◆ **Task description**:
Pick out each line of the records in which the word "prompts" appears.

◆ **Supplied data**:
'''
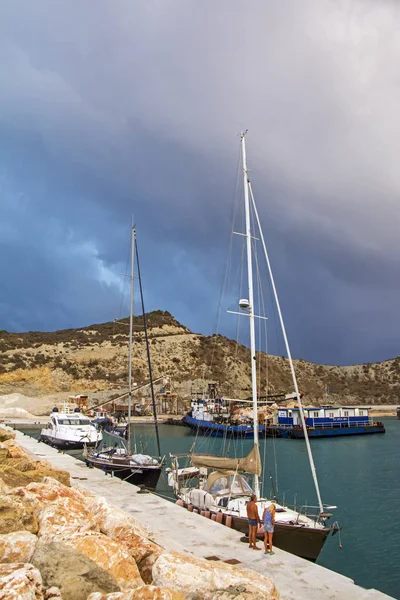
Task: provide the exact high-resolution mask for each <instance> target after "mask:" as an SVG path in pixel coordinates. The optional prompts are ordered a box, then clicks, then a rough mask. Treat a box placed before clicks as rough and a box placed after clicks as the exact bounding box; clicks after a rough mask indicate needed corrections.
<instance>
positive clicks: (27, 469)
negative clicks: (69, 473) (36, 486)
mask: <svg viewBox="0 0 400 600" xmlns="http://www.w3.org/2000/svg"><path fill="white" fill-rule="evenodd" d="M11 460H12V459H11ZM21 461H22V462H21ZM9 462H10V461H5V462H4V463H3V464H1V465H0V479H2V480H3V481H4V483H5V484H6V485H8V486H10V487H12V488H13V487H25V486H27V485H28V484H29V483H32V482H40V481H43V479H44V478H45V477H49V476H50V477H53V478H54V479H58V480H59V481H60V483H63V484H64V485H70V475H69V473H68V472H67V471H61V470H58V469H43V468H36V467H37V465H35V463H34V462H31V464H30V465H29V466H30V467H31V468H29V466H28V462H27V461H26V459H19V460H18V461H17V463H14V464H15V465H16V466H12V464H13V463H11V462H10V466H9V464H8V463H9ZM29 462H30V461H29ZM19 467H22V468H23V469H25V470H23V471H21V470H20V468H19Z"/></svg>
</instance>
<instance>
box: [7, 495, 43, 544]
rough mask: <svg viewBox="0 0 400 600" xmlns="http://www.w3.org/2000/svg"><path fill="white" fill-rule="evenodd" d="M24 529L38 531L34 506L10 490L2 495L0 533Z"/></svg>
mask: <svg viewBox="0 0 400 600" xmlns="http://www.w3.org/2000/svg"><path fill="white" fill-rule="evenodd" d="M22 530H26V531H30V532H31V533H37V532H38V530H39V525H38V522H37V520H36V516H35V513H34V507H33V506H32V505H30V504H28V503H26V502H24V501H23V500H22V499H21V498H19V497H18V496H13V495H10V492H8V493H7V494H4V495H2V496H0V534H4V533H11V532H12V531H22Z"/></svg>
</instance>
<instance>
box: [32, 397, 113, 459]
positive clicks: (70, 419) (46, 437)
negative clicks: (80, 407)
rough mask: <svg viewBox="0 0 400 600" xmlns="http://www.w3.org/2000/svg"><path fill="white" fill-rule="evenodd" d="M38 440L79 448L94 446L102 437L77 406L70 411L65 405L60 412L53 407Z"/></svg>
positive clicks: (72, 447) (56, 446)
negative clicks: (39, 439) (44, 426)
mask: <svg viewBox="0 0 400 600" xmlns="http://www.w3.org/2000/svg"><path fill="white" fill-rule="evenodd" d="M39 439H40V441H42V442H46V444H49V445H50V446H55V447H57V448H62V449H67V448H68V449H74V448H75V449H79V448H83V447H84V446H96V445H97V444H98V442H101V440H102V439H103V434H102V433H101V431H99V430H98V429H96V427H95V426H94V425H93V423H92V422H91V421H90V419H89V418H88V417H86V415H83V414H82V413H81V412H80V410H79V408H75V409H74V411H70V410H69V409H67V408H66V407H64V408H63V410H62V412H59V410H58V408H54V409H53V411H52V413H51V415H50V419H49V422H48V423H47V425H46V427H44V428H43V429H42V431H41V432H40V438H39Z"/></svg>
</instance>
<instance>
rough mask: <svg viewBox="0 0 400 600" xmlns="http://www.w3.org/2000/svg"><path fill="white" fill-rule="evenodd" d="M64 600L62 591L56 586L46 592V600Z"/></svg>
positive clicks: (45, 598) (44, 593)
mask: <svg viewBox="0 0 400 600" xmlns="http://www.w3.org/2000/svg"><path fill="white" fill-rule="evenodd" d="M57 599H58V600H62V596H61V591H60V590H59V589H58V588H57V587H55V586H54V585H53V586H52V587H51V588H49V589H47V590H45V592H44V600H57Z"/></svg>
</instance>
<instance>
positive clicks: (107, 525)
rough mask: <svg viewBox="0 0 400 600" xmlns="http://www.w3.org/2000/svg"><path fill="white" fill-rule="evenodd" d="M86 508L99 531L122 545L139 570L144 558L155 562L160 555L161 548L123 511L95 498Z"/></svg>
mask: <svg viewBox="0 0 400 600" xmlns="http://www.w3.org/2000/svg"><path fill="white" fill-rule="evenodd" d="M88 508H89V511H90V513H92V514H93V515H95V519H96V523H97V525H98V527H99V529H100V531H101V532H102V533H105V534H106V535H107V536H109V537H111V538H112V539H113V540H115V541H117V542H121V543H123V544H124V545H125V546H126V547H127V548H128V549H129V552H130V554H131V556H132V557H133V558H134V559H135V561H136V563H137V564H138V565H139V569H140V565H141V563H142V562H143V561H145V559H146V558H148V557H150V556H152V557H153V559H152V562H155V560H156V559H157V558H158V556H159V555H160V554H161V553H162V548H160V546H158V545H157V544H155V543H154V542H151V541H150V540H149V539H148V536H147V532H146V531H145V529H143V527H142V526H141V525H140V523H138V522H137V521H136V520H135V519H134V518H133V517H130V516H129V515H128V514H127V513H126V512H124V511H123V510H121V509H119V508H117V507H116V506H112V505H111V504H109V503H108V502H107V501H106V499H105V498H102V497H97V498H95V499H94V500H93V501H92V502H90V504H89V506H88ZM148 583H150V581H148Z"/></svg>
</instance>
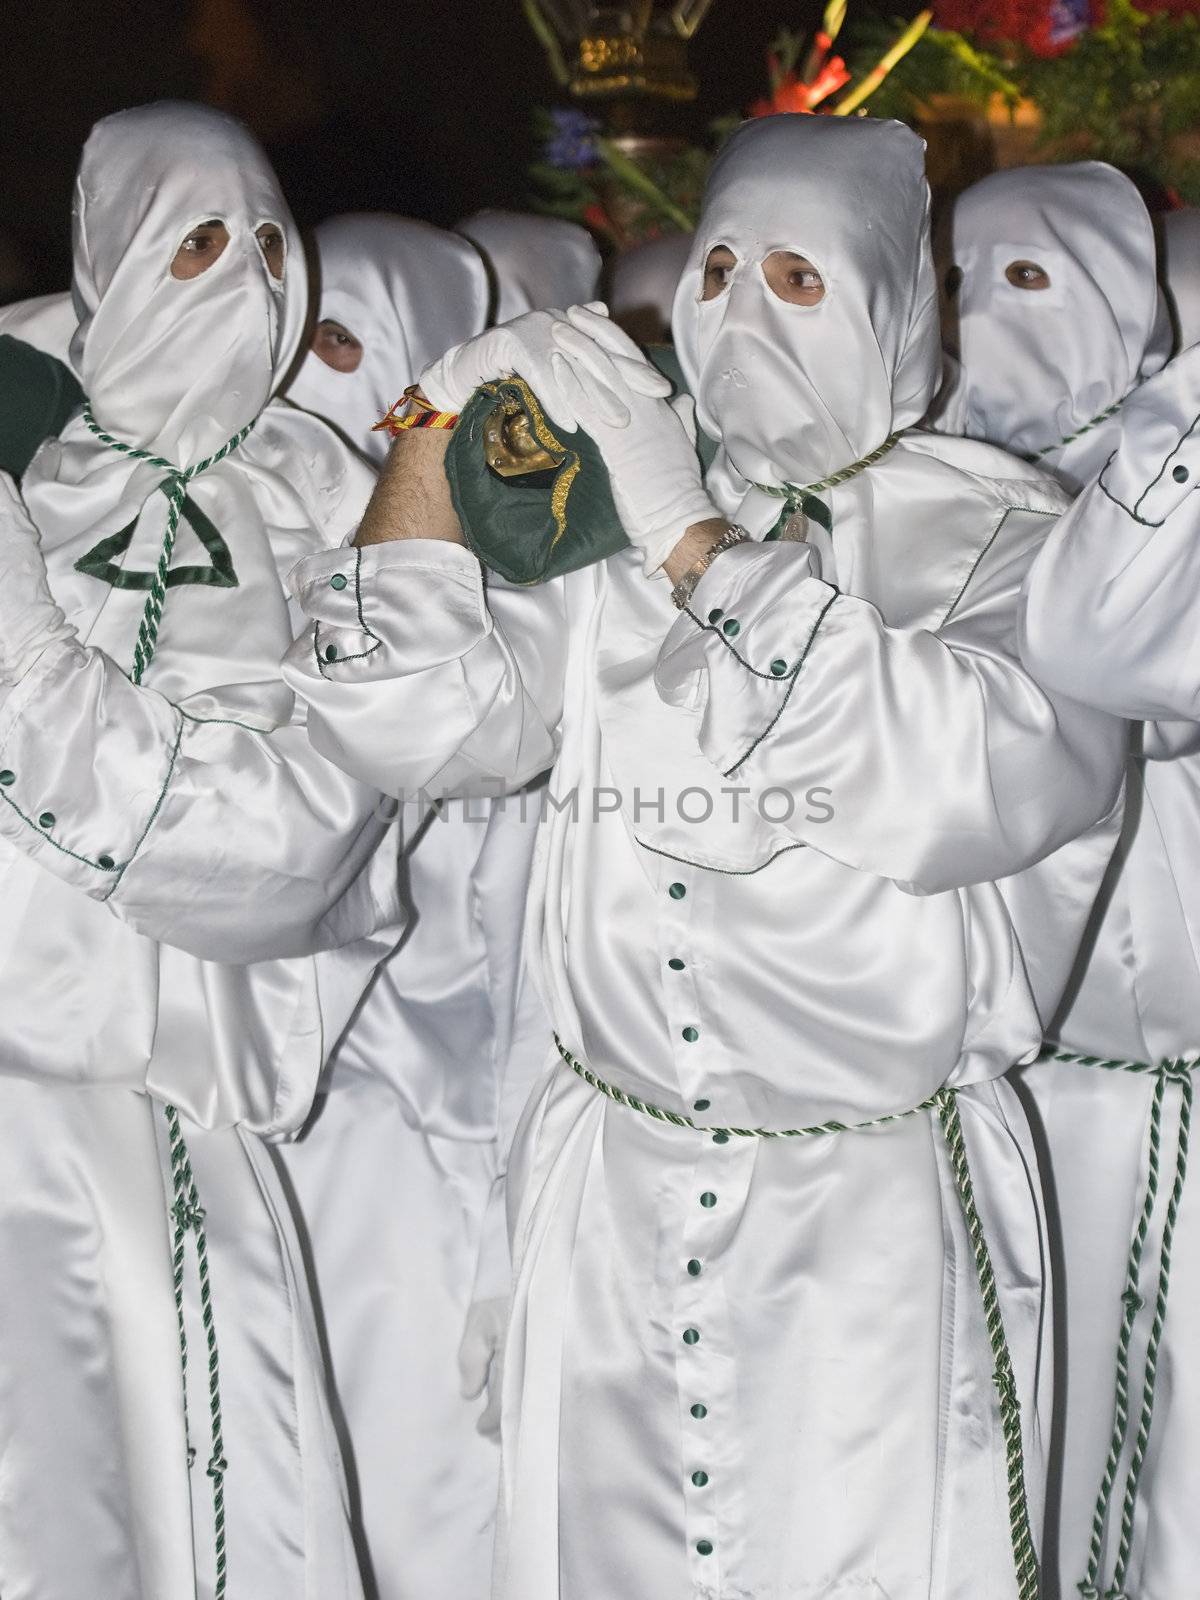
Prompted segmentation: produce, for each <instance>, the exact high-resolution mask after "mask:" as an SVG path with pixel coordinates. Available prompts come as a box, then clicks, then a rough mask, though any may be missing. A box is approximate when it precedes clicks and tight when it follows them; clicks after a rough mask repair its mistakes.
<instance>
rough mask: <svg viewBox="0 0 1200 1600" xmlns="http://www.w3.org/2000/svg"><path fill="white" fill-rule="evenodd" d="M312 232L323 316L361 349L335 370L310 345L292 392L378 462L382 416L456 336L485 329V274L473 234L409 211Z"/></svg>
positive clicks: (324, 222)
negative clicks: (339, 367)
mask: <svg viewBox="0 0 1200 1600" xmlns="http://www.w3.org/2000/svg"><path fill="white" fill-rule="evenodd" d="M314 238H315V243H317V258H318V262H320V310H318V317H320V318H322V320H331V322H338V323H341V325H342V326H344V328H346V331H347V333H350V334H354V338H355V339H358V342H360V344H362V347H363V354H362V358H360V362H358V365H357V366H355V370H354V371H350V373H339V371H334V370H333V368H331V366H326V363H325V362H323V360H322V358H320V355H317V354H315V352H314V350H309V354H307V355H306V357H304V362H302V363H301V368H299V371H298V373H296V378H294V379H293V382H291V386H290V389H288V400H291V402H293V403H294V405H298V406H302V408H304V410H306V411H312V413H314V414H315V416H323V418H325V419H326V421H328V422H333V426H334V427H338V429H339V430H341V432H342V435H344V437H346V438H347V440H349V442H350V443H352V445H354V448H355V450H360V451H362V453H363V454H365V456H368V458H370V459H373V461H376V462H379V461H382V459H384V456H386V454H387V450H389V446H390V437H389V435H387V434H386V432H379V434H376V432H371V430H373V427H374V424H376V422H378V421H379V418H381V416H384V414H386V413H387V411H389V410H390V406H392V405H394V403H395V400H397V398H398V397H400V394H402V392H403V390H405V389H406V387H408V384H413V382H416V379H418V378H419V376H421V373H422V370H424V368H426V366H427V365H429V363H430V362H435V360H437V358H438V355H445V352H446V350H448V349H450V347H451V344H461V342H462V341H464V339H470V338H474V334H477V333H482V331H483V328H485V325H486V320H488V274H486V269H485V266H483V259H482V256H480V253H478V250H477V248H475V246H474V245H472V243H470V242H469V240H466V238H461V237H459V235H458V234H450V232H446V230H445V229H440V227H430V224H429V222H413V221H410V219H408V218H403V216H384V214H378V216H373V214H357V216H334V218H330V219H328V221H326V222H322V224H320V227H317V229H315V232H314Z"/></svg>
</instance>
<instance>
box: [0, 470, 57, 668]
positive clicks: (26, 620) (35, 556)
mask: <svg viewBox="0 0 1200 1600" xmlns="http://www.w3.org/2000/svg"><path fill="white" fill-rule="evenodd" d="M74 637H75V629H74V627H72V626H70V622H67V619H66V616H64V614H62V611H61V610H59V608H58V606H56V605H54V600H53V597H51V594H50V581H48V579H46V563H45V560H43V558H42V542H40V539H38V534H37V528H35V526H34V523H32V520H30V515H29V512H27V510H26V502H24V501H22V499H21V494H19V493H18V488H16V483H13V480H11V478H10V475H8V474H6V472H0V686H5V688H13V686H14V685H16V683H19V682H21V678H22V677H24V675H26V672H29V669H30V667H32V666H34V662H35V661H37V658H38V656H40V654H42V651H43V650H46V648H48V646H50V645H54V643H58V642H59V640H61V638H74Z"/></svg>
'''
◆ **Exercise solution**:
Task: provide the exact high-resolution mask for each <instance> target after "mask:" as an SVG path in pixel coordinates. The optional prompts are ordered a box, then clicks, then a rough mask. Treat a box placed before clicks as rough and a box placed after clicks as the exact bounding box; clicks after a rough mask indicate needed corrections.
Prompted segmentation: produce, for each <instance>, the exact high-resolution mask after "mask:" as an SVG path with pixel coordinates. Available prompts come as a box, then clicks, then a rough mask, though any may be missing. A box is approximate when it precedes clicks and tight when it follows them; clicks after a rough mask repair its mistakes.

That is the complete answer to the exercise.